▸ Using the information
A: Reproduce the passage about Ismail's Guantanamo detention word for word, starting at "During Ismail's first" and ending at "recommended continued detention.".
B: According to the passage about Ismail's Guantanamo detention, on what date was his Joint Task Force Guantanamo assessment drafted?
C: Decide whether each statement agrees with the passage about Ismail's Guantanamo detention, answering yes or no and quoting the words that decide it: (i) Ismail's habeas corpus petition was turned down in 2010. (ii) Rear Admiral David M. Thomas Jr. recommended Ismail's release. (iii) The Christian Science Monitor published its report on the incident on January 7, 2009.

▸ Document excerpt

**********

Ismail chose to participate in his Combatant Status Review Tribunal.

During Ismail's first statement to his Combatant Status Review Tribunal he wrote: "I will talk with you as long as you guarantee me there will be no torture." Ismail said his prior confessions were lies - just to get the torture to stop.

===Habeas corpus petition===

Ismail had a writ of habeas corpus submitted on his behalf. After years of delay it was turned down in 2010.

===Formerly secret Joint Task Force Guantanamo assessment===

On April 25, 2011, whistleblower organization WikiLeaks published formerly secret assessments drafted by Joint Task Force Guantanamo analysts.
His 12-page Joint Task Force Guantanamo assessment was drafted on November 10, 2008.
It was signed by camp commandant Rear Admiral David M. Thomas Jr. He recommended continued detention.

==Incident of January 7, 2009==

On February 23, 2009, the Christian Science Monitor reported on an incident that occurred on January 7, 2009, where camp authorities version conflicted with that of Ismail.

**********

▸ Supplied records
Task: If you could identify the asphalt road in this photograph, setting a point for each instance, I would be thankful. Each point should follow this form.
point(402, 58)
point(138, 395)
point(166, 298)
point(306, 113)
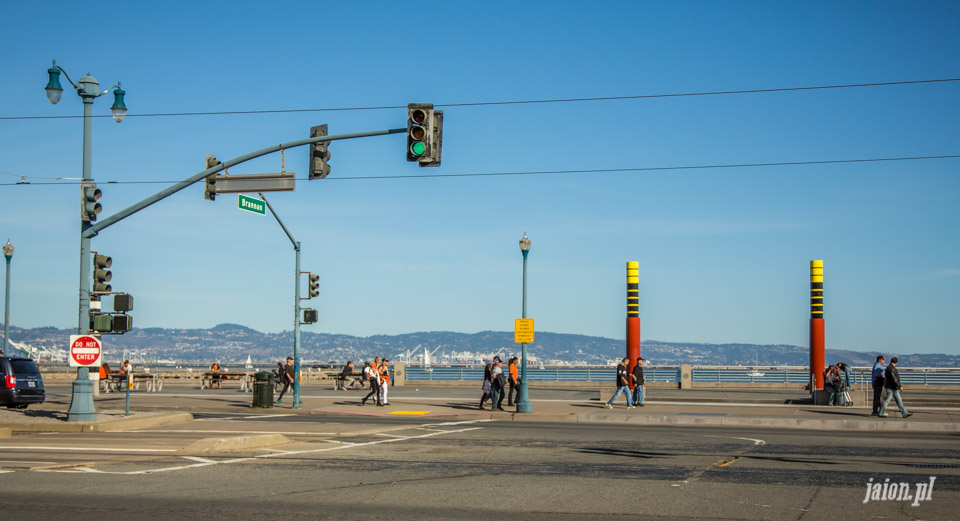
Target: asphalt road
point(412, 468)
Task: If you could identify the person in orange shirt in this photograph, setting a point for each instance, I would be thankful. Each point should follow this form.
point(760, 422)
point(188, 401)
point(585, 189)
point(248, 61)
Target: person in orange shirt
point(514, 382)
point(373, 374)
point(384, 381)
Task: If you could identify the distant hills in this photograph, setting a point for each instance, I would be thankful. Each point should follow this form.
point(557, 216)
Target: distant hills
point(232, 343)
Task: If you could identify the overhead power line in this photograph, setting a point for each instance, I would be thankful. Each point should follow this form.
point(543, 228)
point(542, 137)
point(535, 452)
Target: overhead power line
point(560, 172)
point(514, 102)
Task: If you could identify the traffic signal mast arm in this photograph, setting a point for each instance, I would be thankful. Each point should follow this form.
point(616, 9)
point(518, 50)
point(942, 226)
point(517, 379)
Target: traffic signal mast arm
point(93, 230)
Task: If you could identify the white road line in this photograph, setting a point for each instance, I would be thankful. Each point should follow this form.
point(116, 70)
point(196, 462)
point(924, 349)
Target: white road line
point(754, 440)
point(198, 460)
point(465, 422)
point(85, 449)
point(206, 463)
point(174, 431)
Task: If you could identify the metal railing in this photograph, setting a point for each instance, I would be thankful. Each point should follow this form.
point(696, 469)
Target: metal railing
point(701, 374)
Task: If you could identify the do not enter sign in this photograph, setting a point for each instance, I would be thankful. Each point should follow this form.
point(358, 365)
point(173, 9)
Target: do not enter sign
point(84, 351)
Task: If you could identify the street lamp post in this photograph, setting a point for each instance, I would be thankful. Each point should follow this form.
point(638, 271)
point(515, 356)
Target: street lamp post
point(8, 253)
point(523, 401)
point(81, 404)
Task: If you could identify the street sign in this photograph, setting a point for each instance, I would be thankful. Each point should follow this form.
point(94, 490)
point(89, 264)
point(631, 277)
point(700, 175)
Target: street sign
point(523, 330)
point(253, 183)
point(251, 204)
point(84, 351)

**********

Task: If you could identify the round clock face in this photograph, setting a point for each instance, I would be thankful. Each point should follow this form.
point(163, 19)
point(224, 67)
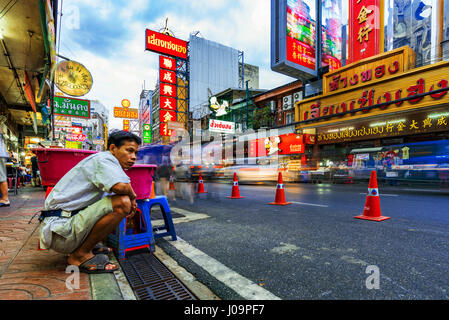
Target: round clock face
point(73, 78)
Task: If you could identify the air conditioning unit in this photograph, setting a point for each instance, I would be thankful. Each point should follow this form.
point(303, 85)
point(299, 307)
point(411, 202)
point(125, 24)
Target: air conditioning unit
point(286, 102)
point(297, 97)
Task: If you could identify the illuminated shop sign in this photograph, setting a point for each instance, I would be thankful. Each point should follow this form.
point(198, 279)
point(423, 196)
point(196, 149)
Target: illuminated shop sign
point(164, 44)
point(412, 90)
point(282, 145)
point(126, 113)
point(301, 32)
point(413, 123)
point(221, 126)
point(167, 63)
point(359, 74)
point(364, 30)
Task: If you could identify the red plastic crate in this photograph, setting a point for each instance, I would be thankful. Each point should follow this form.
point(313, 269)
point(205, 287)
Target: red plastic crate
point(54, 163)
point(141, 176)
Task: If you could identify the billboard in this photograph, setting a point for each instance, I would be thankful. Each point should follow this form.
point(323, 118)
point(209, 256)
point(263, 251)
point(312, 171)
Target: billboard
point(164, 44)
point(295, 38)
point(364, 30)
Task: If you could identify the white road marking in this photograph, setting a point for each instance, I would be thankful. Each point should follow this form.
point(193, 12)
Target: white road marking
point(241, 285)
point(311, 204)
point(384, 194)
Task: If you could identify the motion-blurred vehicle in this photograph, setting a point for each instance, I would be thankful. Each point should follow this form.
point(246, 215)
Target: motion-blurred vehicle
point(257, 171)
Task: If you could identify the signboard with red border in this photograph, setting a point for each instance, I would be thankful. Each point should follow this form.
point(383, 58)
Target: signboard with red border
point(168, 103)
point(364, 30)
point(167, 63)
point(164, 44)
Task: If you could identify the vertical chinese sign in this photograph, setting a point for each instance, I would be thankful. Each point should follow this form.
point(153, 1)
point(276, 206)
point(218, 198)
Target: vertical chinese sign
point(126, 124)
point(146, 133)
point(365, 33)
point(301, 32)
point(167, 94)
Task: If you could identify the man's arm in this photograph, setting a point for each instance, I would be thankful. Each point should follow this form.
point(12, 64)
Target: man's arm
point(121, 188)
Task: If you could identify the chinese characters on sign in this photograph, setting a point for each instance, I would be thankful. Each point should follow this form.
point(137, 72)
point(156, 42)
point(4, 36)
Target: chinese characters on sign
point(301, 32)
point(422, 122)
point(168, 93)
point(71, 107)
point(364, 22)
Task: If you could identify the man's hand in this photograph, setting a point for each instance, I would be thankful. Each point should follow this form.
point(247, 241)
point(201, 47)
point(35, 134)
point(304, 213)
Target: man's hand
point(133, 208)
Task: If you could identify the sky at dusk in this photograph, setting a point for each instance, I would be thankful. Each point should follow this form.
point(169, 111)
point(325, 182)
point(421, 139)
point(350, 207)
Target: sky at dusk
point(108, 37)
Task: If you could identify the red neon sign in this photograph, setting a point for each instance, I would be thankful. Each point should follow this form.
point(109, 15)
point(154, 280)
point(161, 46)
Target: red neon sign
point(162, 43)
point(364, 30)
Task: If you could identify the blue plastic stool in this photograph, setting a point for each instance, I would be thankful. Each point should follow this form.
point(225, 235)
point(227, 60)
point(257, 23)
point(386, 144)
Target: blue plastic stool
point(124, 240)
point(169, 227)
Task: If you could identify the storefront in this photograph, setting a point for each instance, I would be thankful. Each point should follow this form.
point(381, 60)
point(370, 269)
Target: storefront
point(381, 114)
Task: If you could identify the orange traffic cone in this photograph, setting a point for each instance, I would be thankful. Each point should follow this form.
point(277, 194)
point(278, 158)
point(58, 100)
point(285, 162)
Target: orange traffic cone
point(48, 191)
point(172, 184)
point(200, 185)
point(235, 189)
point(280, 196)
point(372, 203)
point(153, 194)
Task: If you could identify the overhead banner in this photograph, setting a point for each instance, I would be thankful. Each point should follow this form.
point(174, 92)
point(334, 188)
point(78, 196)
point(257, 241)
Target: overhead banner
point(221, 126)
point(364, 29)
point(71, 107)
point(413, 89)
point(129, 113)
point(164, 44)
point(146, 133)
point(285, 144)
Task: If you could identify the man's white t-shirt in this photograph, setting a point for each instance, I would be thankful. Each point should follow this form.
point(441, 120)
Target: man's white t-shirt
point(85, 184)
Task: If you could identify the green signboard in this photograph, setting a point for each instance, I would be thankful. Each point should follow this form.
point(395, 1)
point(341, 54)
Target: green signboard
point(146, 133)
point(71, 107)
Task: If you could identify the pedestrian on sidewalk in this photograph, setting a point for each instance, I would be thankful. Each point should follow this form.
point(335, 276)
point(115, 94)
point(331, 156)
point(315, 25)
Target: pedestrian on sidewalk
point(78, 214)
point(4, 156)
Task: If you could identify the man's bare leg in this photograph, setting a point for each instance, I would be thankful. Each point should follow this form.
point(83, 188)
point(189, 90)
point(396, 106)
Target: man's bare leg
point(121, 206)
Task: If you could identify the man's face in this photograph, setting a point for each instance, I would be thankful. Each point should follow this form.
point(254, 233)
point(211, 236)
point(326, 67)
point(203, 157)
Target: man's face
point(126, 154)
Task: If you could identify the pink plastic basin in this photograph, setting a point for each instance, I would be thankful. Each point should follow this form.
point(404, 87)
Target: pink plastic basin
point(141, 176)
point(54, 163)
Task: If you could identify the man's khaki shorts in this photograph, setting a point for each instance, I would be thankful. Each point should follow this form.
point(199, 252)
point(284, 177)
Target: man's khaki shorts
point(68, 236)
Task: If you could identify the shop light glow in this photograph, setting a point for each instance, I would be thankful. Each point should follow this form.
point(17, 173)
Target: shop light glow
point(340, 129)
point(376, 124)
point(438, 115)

**********

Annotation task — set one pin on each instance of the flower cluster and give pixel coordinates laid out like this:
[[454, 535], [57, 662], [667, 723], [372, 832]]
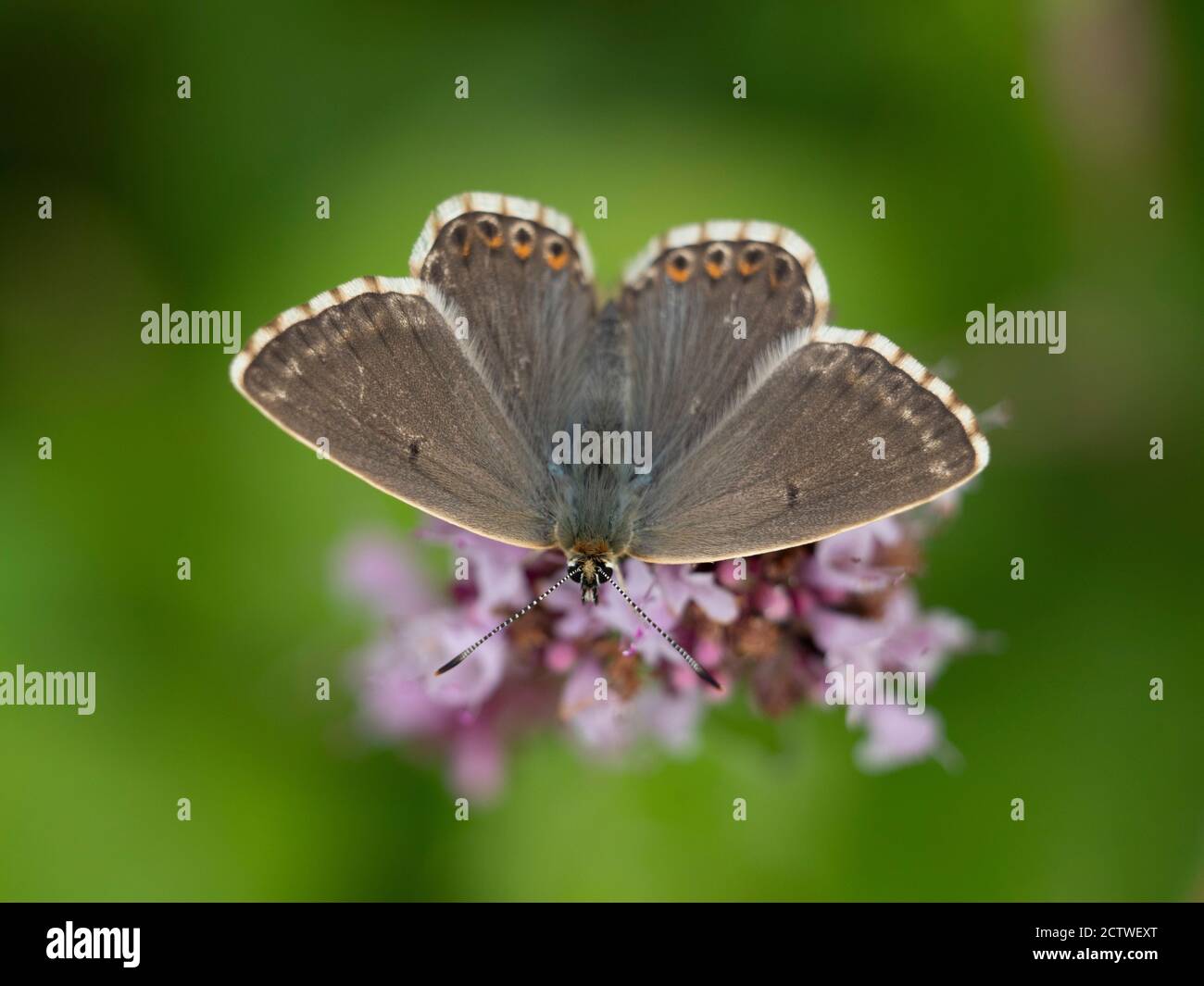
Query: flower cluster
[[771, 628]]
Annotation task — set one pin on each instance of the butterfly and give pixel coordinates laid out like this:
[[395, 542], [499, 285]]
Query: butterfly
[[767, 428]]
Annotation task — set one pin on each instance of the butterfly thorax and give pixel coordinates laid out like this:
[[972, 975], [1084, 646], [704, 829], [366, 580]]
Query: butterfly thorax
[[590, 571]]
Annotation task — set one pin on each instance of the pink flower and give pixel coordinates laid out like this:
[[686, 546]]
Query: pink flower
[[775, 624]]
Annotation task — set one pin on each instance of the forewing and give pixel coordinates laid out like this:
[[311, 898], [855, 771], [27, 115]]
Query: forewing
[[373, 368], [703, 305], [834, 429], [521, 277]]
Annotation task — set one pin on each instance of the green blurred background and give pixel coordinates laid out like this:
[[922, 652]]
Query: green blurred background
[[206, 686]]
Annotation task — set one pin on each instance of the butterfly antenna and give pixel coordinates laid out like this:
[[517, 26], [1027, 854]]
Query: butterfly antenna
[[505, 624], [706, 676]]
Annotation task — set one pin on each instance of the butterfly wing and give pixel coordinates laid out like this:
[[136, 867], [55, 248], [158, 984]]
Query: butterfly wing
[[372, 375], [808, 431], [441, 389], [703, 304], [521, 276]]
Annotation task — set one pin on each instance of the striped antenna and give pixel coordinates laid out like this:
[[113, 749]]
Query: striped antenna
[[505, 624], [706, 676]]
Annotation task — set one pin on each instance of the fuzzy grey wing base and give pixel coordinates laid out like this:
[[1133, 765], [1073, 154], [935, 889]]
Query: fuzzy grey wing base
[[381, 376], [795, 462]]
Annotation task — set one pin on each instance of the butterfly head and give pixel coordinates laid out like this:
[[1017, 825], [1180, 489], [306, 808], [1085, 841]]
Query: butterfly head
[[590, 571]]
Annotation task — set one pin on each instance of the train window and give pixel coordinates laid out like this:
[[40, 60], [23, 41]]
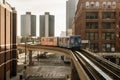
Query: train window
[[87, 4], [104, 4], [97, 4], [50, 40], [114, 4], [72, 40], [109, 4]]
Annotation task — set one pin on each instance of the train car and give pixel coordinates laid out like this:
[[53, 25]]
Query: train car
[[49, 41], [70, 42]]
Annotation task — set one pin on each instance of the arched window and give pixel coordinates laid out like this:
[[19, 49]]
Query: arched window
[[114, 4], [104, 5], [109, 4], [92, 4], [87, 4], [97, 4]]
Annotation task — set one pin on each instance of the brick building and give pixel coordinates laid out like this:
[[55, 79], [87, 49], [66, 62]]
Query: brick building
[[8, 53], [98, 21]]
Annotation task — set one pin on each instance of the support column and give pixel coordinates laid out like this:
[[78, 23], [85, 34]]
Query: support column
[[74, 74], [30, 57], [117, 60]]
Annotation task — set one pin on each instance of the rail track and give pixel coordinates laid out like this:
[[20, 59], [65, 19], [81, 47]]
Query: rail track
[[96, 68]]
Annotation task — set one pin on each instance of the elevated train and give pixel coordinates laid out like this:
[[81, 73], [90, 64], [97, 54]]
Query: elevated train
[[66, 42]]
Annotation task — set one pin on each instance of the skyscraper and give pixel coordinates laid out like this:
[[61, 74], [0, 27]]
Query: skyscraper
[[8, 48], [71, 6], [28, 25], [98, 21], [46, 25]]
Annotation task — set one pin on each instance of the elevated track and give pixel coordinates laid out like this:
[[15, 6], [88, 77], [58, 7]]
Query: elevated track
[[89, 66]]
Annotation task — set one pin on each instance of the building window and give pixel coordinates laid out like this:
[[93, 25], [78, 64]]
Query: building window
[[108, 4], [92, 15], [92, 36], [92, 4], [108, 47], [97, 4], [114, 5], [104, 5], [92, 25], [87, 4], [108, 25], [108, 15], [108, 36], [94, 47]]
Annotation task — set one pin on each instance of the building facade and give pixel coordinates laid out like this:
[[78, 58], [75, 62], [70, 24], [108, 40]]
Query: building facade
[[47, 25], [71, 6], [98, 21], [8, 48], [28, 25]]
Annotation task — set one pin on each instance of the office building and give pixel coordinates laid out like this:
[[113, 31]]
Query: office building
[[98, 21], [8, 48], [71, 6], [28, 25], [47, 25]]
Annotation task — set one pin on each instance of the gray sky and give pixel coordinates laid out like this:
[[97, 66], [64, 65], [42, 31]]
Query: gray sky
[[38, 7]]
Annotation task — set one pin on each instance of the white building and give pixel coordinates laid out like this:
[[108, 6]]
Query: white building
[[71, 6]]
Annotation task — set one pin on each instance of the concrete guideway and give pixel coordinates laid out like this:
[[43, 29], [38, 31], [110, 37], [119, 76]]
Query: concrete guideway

**********

▸ Task-by-task outputs
A:
During Ismail's first statement to his Combatant Status Review Tribunal he wrote: "I will talk with you as long as you guarantee me there will be no torture." Ismail said his prior confessions were lies - just to get the torture to stop.

===Habeas corpus petition===

Ismail had a writ of habeas corpus submitted on his behalf. After years of delay it was turned down in 2010.

===Formerly secret Joint Task Force Guantanamo assessment===

On April 25, 2011, whistleblower organization WikiLeaks published formerly secret assessments drafted by Joint Task Force Guantanamo analysts.
His 12-page Joint Task Force Guantanamo assessment was drafted on November 10, 2008.
It was signed by camp commandant Rear Admiral David M. Thomas Jr. He recommended continued detention.

B: November 10, 2008.

C:
(i) Yes: "After years of delay it was turned down in 2010."
(ii) No: "He recommended continued detention."
(iii) No: "On February 23, 2009, the Christian Science Monitor reported on an incident that occurred on January 7, 2009"